The task
Transcribe exactly the line that contains "Would you be able to point to the calm" and all lines following it to the end of the material below; omit everything else.

Available records
▼
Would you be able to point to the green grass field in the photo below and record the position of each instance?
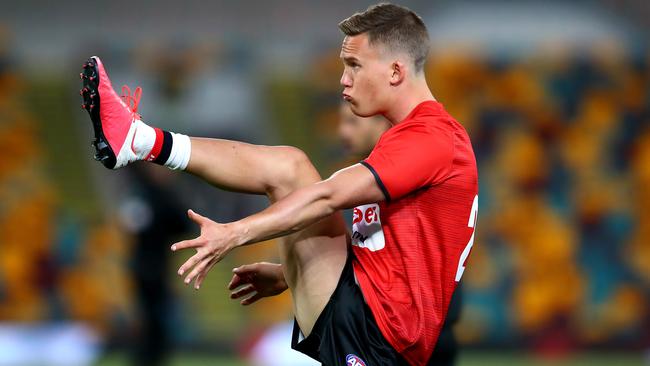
(469, 358)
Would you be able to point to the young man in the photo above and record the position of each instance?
(415, 200)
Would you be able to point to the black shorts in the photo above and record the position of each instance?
(346, 330)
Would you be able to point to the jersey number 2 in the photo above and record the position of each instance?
(468, 248)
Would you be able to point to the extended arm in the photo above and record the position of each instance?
(347, 188)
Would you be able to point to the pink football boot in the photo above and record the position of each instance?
(113, 117)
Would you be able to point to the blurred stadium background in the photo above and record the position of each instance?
(555, 95)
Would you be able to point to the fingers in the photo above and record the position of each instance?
(251, 299)
(203, 265)
(203, 274)
(242, 292)
(192, 243)
(196, 258)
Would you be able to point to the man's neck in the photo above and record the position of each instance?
(407, 99)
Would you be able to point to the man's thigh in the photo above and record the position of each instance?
(313, 260)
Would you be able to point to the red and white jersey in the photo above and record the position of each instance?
(411, 248)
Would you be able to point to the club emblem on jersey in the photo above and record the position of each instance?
(354, 360)
(366, 228)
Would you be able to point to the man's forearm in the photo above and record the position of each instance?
(289, 215)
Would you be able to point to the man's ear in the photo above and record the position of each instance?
(398, 73)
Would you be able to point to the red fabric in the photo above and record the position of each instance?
(408, 249)
(157, 145)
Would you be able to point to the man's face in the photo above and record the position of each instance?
(358, 134)
(366, 76)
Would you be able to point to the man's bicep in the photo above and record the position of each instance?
(353, 186)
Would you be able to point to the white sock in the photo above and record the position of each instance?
(144, 139)
(179, 157)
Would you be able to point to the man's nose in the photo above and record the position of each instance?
(346, 81)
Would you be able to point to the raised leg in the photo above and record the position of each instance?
(312, 258)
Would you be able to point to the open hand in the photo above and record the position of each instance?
(263, 279)
(215, 241)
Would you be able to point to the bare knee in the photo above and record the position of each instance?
(292, 170)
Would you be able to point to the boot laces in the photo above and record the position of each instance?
(132, 100)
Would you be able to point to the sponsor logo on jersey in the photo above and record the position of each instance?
(354, 360)
(366, 228)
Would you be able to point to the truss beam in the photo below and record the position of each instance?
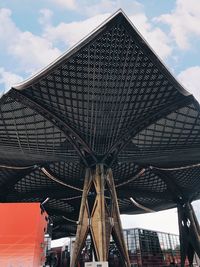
(114, 151)
(101, 219)
(79, 144)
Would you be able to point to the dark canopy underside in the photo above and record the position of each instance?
(108, 100)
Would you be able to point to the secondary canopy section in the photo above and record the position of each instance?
(108, 100)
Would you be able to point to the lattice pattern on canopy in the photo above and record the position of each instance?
(108, 100)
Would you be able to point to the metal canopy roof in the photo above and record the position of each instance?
(109, 100)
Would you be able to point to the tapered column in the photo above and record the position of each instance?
(99, 216)
(189, 233)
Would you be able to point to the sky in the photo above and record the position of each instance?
(34, 33)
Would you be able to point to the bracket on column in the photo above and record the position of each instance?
(100, 218)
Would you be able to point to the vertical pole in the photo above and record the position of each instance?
(99, 220)
(189, 232)
(83, 227)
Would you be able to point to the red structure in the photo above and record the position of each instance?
(22, 230)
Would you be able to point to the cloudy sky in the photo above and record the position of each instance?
(34, 33)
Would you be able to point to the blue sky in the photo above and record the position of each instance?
(34, 33)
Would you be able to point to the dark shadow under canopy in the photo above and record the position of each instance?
(108, 100)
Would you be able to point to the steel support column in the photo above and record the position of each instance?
(189, 233)
(99, 218)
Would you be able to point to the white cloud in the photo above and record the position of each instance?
(8, 79)
(45, 16)
(71, 33)
(69, 4)
(31, 51)
(184, 22)
(190, 78)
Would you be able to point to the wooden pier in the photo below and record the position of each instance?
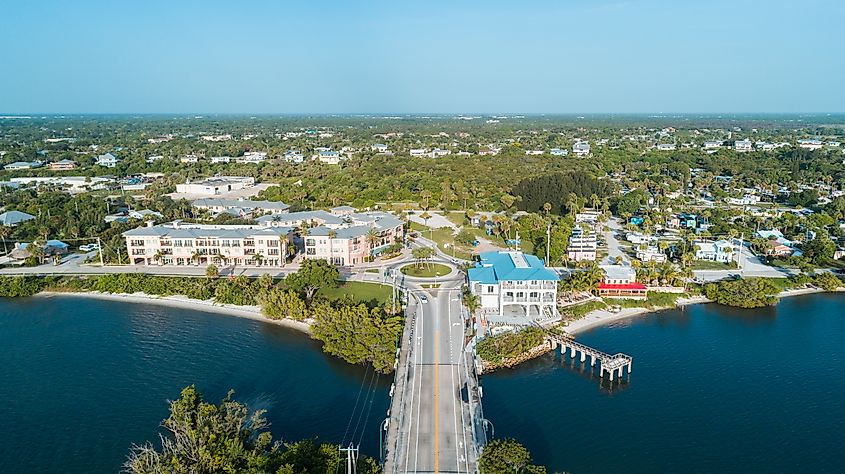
(609, 364)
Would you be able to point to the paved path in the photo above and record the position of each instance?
(614, 248)
(436, 221)
(431, 426)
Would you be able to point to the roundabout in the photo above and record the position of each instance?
(426, 270)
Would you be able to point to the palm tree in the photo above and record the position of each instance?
(372, 239)
(332, 235)
(4, 232)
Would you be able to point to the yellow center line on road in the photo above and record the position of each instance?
(436, 406)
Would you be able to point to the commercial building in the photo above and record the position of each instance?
(513, 283)
(620, 281)
(183, 244)
(240, 207)
(215, 186)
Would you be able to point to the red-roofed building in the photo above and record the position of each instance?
(620, 281)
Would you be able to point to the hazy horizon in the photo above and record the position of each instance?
(336, 58)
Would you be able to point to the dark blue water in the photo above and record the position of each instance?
(81, 380)
(713, 389)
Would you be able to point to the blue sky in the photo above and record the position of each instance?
(529, 56)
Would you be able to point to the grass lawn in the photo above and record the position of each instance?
(426, 270)
(442, 237)
(359, 291)
(456, 218)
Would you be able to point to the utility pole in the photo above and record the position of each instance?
(351, 459)
(548, 241)
(100, 251)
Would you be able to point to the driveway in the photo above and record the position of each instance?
(436, 221)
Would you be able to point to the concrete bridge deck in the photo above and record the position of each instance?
(435, 407)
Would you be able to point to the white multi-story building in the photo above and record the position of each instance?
(719, 251)
(743, 146)
(108, 160)
(241, 207)
(581, 149)
(582, 246)
(252, 157)
(215, 186)
(510, 283)
(183, 244)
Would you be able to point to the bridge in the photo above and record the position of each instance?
(436, 423)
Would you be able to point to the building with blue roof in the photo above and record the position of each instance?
(513, 284)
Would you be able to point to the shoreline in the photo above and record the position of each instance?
(603, 317)
(208, 306)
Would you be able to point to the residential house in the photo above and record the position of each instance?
(810, 144)
(294, 156)
(22, 165)
(62, 165)
(505, 281)
(721, 251)
(13, 218)
(108, 160)
(582, 246)
(581, 149)
(215, 186)
(240, 207)
(252, 157)
(651, 253)
(743, 146)
(329, 157)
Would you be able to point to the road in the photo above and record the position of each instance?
(614, 248)
(433, 423)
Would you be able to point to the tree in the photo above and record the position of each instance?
(204, 437)
(820, 249)
(229, 437)
(4, 233)
(507, 456)
(211, 271)
(313, 275)
(283, 304)
(372, 238)
(422, 254)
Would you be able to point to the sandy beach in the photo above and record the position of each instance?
(249, 312)
(601, 317)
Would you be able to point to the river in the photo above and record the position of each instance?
(82, 379)
(713, 389)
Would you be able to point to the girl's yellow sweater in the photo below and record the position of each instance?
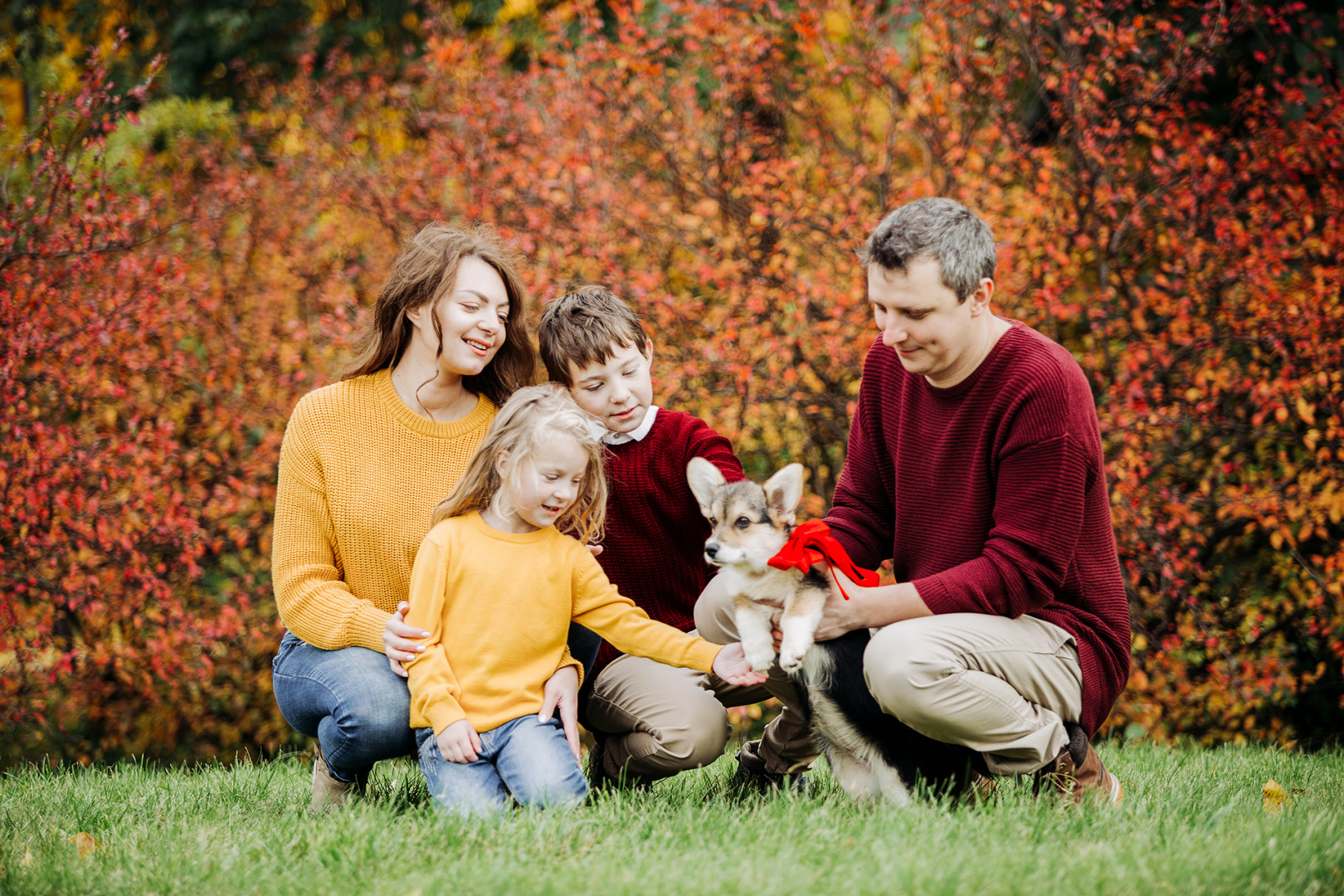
(498, 609)
(359, 477)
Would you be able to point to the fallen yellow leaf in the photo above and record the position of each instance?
(1274, 796)
(85, 844)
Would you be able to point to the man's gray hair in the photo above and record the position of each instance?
(938, 229)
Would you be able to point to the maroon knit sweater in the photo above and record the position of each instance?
(654, 548)
(991, 497)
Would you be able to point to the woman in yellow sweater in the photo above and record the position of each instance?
(360, 468)
(496, 585)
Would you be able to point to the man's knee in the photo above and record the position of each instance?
(902, 670)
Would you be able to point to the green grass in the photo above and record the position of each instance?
(1192, 824)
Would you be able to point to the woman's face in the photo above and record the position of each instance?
(472, 319)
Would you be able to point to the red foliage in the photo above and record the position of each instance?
(127, 483)
(719, 168)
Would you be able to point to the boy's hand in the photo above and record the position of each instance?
(562, 692)
(732, 665)
(397, 640)
(460, 742)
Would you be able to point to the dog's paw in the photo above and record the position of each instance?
(760, 661)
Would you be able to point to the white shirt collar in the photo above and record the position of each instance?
(633, 436)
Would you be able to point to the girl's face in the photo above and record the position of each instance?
(472, 319)
(542, 486)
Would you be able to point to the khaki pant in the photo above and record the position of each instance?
(1001, 687)
(665, 720)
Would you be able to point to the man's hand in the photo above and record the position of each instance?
(732, 665)
(562, 692)
(459, 742)
(397, 640)
(866, 607)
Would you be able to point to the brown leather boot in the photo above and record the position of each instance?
(329, 791)
(1077, 772)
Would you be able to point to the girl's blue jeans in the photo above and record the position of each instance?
(523, 761)
(353, 702)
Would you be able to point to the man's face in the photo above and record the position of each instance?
(921, 320)
(619, 394)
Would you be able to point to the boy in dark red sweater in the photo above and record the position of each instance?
(975, 464)
(650, 720)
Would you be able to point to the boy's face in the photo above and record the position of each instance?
(619, 392)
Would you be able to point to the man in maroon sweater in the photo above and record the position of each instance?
(975, 464)
(650, 720)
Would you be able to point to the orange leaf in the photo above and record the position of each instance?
(85, 844)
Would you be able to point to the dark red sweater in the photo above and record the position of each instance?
(991, 497)
(654, 548)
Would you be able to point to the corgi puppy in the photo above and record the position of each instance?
(873, 755)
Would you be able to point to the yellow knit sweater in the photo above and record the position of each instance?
(359, 477)
(498, 606)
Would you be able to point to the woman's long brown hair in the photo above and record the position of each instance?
(424, 273)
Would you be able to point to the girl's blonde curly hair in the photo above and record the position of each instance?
(520, 430)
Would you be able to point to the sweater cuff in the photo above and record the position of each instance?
(442, 713)
(368, 626)
(936, 596)
(704, 655)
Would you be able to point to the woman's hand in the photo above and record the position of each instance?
(460, 742)
(397, 640)
(562, 692)
(732, 665)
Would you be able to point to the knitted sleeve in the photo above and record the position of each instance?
(715, 449)
(314, 599)
(601, 607)
(436, 694)
(862, 514)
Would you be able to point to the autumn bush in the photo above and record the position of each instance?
(1168, 210)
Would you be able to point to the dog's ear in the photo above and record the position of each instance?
(704, 480)
(782, 494)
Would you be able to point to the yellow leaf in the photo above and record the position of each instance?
(1274, 796)
(85, 844)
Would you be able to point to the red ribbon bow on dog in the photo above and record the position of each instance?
(812, 543)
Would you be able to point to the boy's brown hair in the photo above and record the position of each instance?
(582, 327)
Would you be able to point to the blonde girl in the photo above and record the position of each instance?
(496, 583)
(360, 468)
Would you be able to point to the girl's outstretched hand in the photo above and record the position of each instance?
(460, 742)
(562, 692)
(397, 640)
(732, 665)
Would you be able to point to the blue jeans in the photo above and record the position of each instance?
(351, 700)
(526, 759)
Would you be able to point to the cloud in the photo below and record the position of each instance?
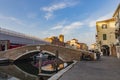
(54, 7)
(32, 15)
(69, 28)
(57, 27)
(92, 22)
(13, 19)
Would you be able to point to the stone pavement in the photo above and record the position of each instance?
(108, 68)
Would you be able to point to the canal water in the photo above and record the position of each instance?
(29, 69)
(20, 71)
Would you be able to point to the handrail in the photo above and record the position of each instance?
(18, 34)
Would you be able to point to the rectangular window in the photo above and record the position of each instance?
(104, 37)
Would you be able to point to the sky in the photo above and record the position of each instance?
(45, 18)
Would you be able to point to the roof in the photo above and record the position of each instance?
(116, 10)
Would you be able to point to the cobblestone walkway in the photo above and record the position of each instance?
(108, 68)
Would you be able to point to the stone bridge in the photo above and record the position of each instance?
(65, 54)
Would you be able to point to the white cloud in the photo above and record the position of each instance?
(48, 15)
(54, 7)
(13, 19)
(57, 27)
(69, 28)
(92, 22)
(32, 15)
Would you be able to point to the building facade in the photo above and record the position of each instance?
(55, 40)
(76, 45)
(105, 37)
(116, 15)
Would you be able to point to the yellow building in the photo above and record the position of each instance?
(76, 45)
(93, 46)
(55, 40)
(61, 38)
(116, 15)
(105, 37)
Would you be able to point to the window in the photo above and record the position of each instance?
(104, 26)
(104, 37)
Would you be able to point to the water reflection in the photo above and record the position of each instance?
(29, 69)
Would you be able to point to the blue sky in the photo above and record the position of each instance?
(45, 18)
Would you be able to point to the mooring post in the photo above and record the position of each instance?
(56, 60)
(40, 61)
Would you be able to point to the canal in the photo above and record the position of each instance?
(28, 69)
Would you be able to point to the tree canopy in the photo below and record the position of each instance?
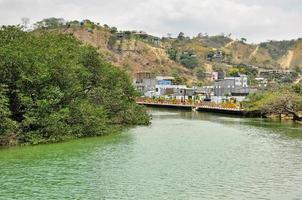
(53, 87)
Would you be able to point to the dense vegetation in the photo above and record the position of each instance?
(52, 87)
(281, 101)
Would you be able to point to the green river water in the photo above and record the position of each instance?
(182, 155)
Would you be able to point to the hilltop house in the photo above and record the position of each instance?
(232, 86)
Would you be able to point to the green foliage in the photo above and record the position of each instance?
(53, 88)
(112, 41)
(7, 126)
(272, 103)
(189, 60)
(236, 71)
(50, 23)
(172, 53)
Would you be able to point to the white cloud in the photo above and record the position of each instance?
(257, 20)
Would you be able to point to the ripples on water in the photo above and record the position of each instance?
(182, 155)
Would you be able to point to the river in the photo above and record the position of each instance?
(182, 155)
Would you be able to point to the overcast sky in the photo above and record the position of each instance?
(257, 20)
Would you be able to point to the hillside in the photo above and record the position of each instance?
(192, 59)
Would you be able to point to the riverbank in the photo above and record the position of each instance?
(182, 155)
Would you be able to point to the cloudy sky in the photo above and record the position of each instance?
(257, 20)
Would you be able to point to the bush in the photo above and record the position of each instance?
(53, 87)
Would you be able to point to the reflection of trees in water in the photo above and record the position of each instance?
(287, 129)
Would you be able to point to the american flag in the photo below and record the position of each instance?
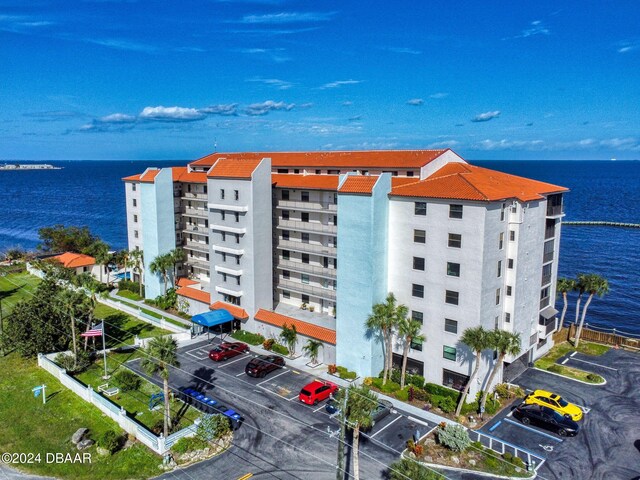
(96, 331)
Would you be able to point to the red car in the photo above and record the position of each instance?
(227, 350)
(317, 391)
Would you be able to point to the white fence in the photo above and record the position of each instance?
(158, 444)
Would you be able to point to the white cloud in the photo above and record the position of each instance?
(339, 83)
(171, 114)
(486, 116)
(268, 106)
(288, 17)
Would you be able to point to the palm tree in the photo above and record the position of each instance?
(160, 266)
(595, 285)
(289, 335)
(312, 349)
(477, 339)
(506, 343)
(564, 286)
(162, 353)
(410, 331)
(383, 319)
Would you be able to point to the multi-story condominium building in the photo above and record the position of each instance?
(315, 239)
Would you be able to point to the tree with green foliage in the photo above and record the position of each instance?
(505, 343)
(410, 331)
(59, 239)
(160, 354)
(289, 335)
(595, 285)
(477, 339)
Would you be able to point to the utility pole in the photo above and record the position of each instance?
(343, 428)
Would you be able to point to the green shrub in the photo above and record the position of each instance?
(109, 440)
(213, 426)
(454, 437)
(127, 380)
(189, 444)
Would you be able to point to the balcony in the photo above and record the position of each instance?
(308, 248)
(324, 293)
(308, 206)
(311, 227)
(300, 267)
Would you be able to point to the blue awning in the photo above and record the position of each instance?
(215, 317)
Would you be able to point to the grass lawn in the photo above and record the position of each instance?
(29, 426)
(561, 349)
(137, 402)
(15, 287)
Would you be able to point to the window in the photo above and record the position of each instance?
(450, 326)
(453, 269)
(451, 297)
(449, 353)
(455, 240)
(455, 211)
(418, 263)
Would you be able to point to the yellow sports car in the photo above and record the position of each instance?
(556, 402)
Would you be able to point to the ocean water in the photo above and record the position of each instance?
(91, 193)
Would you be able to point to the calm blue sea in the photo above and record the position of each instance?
(91, 193)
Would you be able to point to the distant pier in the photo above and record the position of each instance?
(603, 224)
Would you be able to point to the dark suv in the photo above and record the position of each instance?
(263, 364)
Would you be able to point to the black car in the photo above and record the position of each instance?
(263, 364)
(547, 418)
▲
Exercise result
Would you be able to point to the calm blue sea in the photo above and record the position of each instance?
(91, 193)
Would you be able to point to the distant pier in the photo above and record the position of each instance?
(603, 224)
Would you be able to point to the dark suv in the photo above and record the position of each instance?
(263, 364)
Would you be able to point to the black car in the photo above and record the position of each instance?
(263, 364)
(547, 418)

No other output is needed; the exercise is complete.